--- Start Material for the task ---
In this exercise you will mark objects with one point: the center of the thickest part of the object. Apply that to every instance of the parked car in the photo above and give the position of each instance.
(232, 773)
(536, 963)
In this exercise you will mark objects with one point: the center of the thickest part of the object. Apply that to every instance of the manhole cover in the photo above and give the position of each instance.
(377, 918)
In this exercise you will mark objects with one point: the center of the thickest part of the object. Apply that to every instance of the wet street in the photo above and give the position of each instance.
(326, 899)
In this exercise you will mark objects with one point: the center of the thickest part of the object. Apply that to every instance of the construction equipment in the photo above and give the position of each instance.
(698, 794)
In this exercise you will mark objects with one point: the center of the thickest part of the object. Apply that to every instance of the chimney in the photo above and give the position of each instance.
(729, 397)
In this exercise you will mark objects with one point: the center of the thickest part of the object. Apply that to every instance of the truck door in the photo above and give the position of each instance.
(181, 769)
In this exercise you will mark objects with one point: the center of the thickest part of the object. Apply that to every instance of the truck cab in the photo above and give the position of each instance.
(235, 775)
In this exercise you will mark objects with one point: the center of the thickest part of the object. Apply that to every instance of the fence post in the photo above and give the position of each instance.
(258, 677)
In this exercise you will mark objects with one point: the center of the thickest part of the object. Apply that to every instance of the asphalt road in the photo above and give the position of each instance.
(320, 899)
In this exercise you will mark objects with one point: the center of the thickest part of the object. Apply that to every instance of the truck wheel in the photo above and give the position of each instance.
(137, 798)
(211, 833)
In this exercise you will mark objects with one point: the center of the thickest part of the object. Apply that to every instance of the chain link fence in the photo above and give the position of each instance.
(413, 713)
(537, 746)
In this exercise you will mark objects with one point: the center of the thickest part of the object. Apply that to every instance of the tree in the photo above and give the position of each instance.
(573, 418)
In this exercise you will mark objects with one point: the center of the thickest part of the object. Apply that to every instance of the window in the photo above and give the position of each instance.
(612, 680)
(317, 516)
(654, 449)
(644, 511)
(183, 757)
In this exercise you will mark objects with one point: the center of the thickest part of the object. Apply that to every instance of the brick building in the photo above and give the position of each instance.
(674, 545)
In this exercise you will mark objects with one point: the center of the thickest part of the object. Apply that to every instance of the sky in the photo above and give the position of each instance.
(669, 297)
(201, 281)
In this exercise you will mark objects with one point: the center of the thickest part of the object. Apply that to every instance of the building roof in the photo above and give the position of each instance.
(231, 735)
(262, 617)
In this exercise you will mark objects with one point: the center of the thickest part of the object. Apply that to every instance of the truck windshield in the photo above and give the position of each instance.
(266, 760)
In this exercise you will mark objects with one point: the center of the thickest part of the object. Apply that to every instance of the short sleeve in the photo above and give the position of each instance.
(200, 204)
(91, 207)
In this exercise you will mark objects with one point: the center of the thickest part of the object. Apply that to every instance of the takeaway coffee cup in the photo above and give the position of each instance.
--- End Material for the task ---
> Instructions to follow
Change "thickest" to "widest" in the data starting at the line containing "of the short" and ending at the end of the data. Give back only those lines, with nothing else altered.

> Output for this task
In this exercise you will mark objects with one point: the center of the widest part of the object. Apply that to every instance of the short sleeve in the photo above and give the position of each instance.
(200, 204)
(91, 207)
In this exercise you will mark objects with one point: the center of the widest part of the object. Apply that to every instance of the takeaway coffee cup in the photo above and give the position of each instance.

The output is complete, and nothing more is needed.